**BRIEF**
Pull every line from the items below and copy it word for word, but leave the pictures out of your answer.

**Location identification items**

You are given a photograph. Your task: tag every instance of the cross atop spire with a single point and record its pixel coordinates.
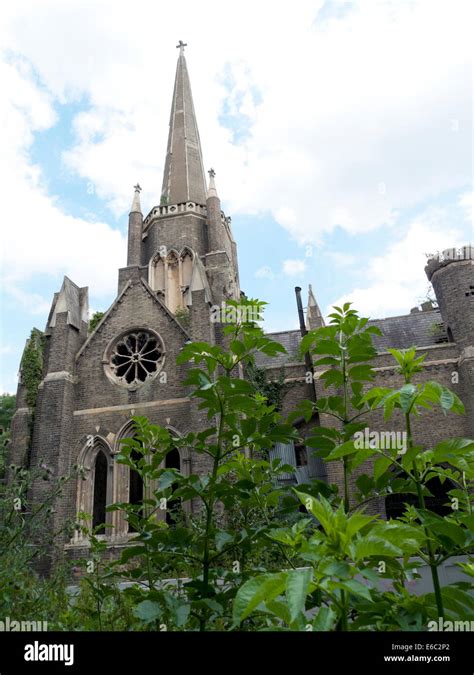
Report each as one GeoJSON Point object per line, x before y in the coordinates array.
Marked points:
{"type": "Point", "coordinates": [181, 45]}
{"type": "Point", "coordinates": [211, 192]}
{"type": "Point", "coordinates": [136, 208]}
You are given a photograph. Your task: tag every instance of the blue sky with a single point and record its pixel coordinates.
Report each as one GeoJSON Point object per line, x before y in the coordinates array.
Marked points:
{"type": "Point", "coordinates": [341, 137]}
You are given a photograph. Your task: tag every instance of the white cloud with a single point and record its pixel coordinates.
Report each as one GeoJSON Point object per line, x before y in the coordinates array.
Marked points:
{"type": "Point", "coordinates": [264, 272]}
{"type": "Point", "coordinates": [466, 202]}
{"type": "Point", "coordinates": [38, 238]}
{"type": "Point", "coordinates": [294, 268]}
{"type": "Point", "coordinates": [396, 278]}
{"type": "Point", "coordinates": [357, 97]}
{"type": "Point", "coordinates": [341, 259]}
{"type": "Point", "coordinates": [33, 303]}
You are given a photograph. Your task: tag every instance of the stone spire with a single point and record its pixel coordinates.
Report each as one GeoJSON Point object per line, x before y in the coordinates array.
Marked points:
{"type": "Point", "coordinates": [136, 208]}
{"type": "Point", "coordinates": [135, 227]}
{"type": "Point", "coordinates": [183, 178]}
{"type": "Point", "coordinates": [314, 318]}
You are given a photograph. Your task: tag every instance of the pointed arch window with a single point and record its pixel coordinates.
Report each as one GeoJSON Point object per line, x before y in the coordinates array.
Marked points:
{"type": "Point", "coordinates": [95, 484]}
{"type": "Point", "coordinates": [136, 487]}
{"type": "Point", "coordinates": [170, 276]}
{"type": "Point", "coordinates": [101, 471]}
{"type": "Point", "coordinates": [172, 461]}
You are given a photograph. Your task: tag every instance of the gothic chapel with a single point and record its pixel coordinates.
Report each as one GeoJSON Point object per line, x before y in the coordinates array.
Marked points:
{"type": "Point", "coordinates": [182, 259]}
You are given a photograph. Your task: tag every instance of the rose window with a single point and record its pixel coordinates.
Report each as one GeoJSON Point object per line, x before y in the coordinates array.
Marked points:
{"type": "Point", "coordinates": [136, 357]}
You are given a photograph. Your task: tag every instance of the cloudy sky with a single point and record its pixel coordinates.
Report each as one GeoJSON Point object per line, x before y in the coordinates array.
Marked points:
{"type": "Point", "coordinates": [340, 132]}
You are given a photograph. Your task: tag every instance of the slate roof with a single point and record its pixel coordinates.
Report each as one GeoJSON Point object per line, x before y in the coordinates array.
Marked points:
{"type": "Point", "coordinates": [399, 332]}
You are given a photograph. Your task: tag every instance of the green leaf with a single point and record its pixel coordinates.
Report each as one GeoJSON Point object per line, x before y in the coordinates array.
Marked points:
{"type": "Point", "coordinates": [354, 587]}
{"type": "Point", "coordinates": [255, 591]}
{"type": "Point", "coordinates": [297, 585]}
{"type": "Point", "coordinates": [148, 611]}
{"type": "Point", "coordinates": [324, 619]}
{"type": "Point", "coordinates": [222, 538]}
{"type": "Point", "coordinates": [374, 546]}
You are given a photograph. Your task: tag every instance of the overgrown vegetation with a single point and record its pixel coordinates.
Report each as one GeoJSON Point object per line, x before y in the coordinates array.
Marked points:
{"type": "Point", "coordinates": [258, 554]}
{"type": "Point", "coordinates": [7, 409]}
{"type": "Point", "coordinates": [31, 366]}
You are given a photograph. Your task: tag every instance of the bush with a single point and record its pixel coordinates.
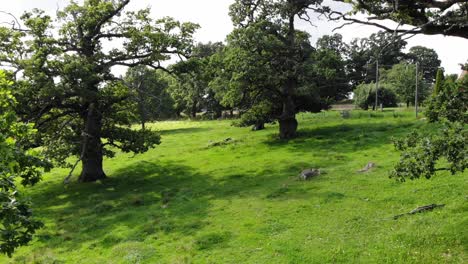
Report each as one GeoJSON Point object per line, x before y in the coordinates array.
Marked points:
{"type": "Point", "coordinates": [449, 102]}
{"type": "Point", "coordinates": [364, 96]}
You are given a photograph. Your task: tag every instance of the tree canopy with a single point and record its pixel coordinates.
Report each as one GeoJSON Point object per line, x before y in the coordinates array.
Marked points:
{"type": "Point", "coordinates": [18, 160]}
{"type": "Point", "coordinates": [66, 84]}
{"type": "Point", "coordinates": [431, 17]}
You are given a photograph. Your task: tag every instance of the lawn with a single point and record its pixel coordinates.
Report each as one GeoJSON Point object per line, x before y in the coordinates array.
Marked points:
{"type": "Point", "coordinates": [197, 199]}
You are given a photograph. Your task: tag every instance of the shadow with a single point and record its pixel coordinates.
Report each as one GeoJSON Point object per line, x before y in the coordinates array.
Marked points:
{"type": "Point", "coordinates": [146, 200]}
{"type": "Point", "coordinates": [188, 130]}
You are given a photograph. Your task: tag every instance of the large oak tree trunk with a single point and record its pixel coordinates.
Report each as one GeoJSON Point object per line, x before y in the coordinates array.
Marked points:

**ANSWER BELOW**
You are given a photograph. Your task: tag every instance of the cross atop spire with a single point and record its pixel coordinates.
Report each as one GeoJSON Point object per line, x before y in the coordinates array.
Marked points:
{"type": "Point", "coordinates": [181, 45]}
{"type": "Point", "coordinates": [211, 192]}
{"type": "Point", "coordinates": [136, 208]}
You are given a photograph. Your task: tag every instance of the blue sky with a single point and record its pixel coordinates.
Report each as one GeoJSON Point object per line, x before y in the coordinates array.
Marked points:
{"type": "Point", "coordinates": [341, 137]}
You are given a photograph. Your task: tag every instance of the white cloud with a single point and record its pixel coordinates.
Report each as one GeoJSON Point object per line, x before y in the coordinates array.
Marked points:
{"type": "Point", "coordinates": [264, 272]}
{"type": "Point", "coordinates": [466, 202]}
{"type": "Point", "coordinates": [38, 238]}
{"type": "Point", "coordinates": [294, 268]}
{"type": "Point", "coordinates": [396, 278]}
{"type": "Point", "coordinates": [357, 97]}
{"type": "Point", "coordinates": [341, 259]}
{"type": "Point", "coordinates": [33, 303]}
You are given a photograph. Your task: tag every instance of the stone spire with a single point and record its pixel coordinates.
Report each as one GeoJSON Point object per line, x before y in the coordinates array.
Marked points:
{"type": "Point", "coordinates": [136, 208]}
{"type": "Point", "coordinates": [135, 227]}
{"type": "Point", "coordinates": [183, 178]}
{"type": "Point", "coordinates": [314, 318]}
You are given a photograph. Your task: tag every instance of the pointed arch window with a single point and record its pixel coordinates.
Report each as one GeoJSON Point object per line, x before y in the coordinates array.
Marked points:
{"type": "Point", "coordinates": [95, 484]}
{"type": "Point", "coordinates": [136, 487]}
{"type": "Point", "coordinates": [170, 276]}
{"type": "Point", "coordinates": [101, 471]}
{"type": "Point", "coordinates": [172, 461]}
You are given a photograph. Your task: tag every instance of the gothic chapel with a single point and record its pixel coordinates.
Report each as one GeoJSON Point object per line, x before y in the coordinates array.
Marked points:
{"type": "Point", "coordinates": [182, 259]}
You are given a photograph. Your task: tag every instance of the rose window with a single point and record its pixel coordinates.
Report each as one GeoJSON Point object per line, x before y in the coordinates array.
Marked points:
{"type": "Point", "coordinates": [136, 357]}
You are given a photograph. Your task: tag every instance of the cloudy sky with a single point and record its pixel coordinates.
Report each as one GeoJSON Point object per line, x before y in the coordinates array.
Marked points:
{"type": "Point", "coordinates": [340, 132]}
You are given a photograph. Your task: tag every instance of the slate roof with a single point and record its pixel coordinates.
Report each as one GeoJSON Point object per line, x before y in the coordinates array.
Marked points:
{"type": "Point", "coordinates": [399, 332]}
You are given a photograph. Your task: tag every instance of the green leaf with a single point and record its pixel coordinates.
Report each as one GeoJSON Point object per line, x before y in the coordinates array.
Marked points:
{"type": "Point", "coordinates": [354, 587]}
{"type": "Point", "coordinates": [255, 591]}
{"type": "Point", "coordinates": [297, 585]}
{"type": "Point", "coordinates": [148, 611]}
{"type": "Point", "coordinates": [324, 619]}
{"type": "Point", "coordinates": [222, 538]}
{"type": "Point", "coordinates": [374, 546]}
You are given a photograph. Your task: tag every instance of the overgrown vegetation with a single point and record its pixel coordinates.
Report each as one GeoJSON Point object per line, x before y in the coordinates array.
Marked points:
{"type": "Point", "coordinates": [258, 554]}
{"type": "Point", "coordinates": [7, 409]}
{"type": "Point", "coordinates": [31, 366]}
You are given a photograph. Your task: tag every instance of the bush with a single point and record its pixel coordinates.
Report each as one GeoJSON Point object per line, x before y in the coordinates array.
Marked points:
{"type": "Point", "coordinates": [449, 102]}
{"type": "Point", "coordinates": [364, 96]}
You are given a photograph. Your task: tag every instance of the tree canopy with a single point and record its pixel coordinates.
Report each as one GeoJSON Point object per line, x before y in the coordinates array.
Marked points:
{"type": "Point", "coordinates": [18, 160]}
{"type": "Point", "coordinates": [66, 84]}
{"type": "Point", "coordinates": [431, 17]}
You are given a photograph. Your task: tag every instance of the lawn with a single point and record its pixel coordinates.
Report each as one GeoJSON Point object per line, x before y in the coordinates array.
Marked points:
{"type": "Point", "coordinates": [197, 199]}
You are given a photograph. Your task: tag every instance of the shadow with a single point and record its pixel coordinates.
Report each as one GeoJSON Point object per line, x before y in the coordinates array.
Marked points:
{"type": "Point", "coordinates": [146, 200]}
{"type": "Point", "coordinates": [188, 130]}
You are given a photograph. Your task: tag every instance of the large oak tree trunk with a single point and record its pixel coordinates.
Report each as one GeoJSON Point object per line, x before y in the coordinates array.
Marked points:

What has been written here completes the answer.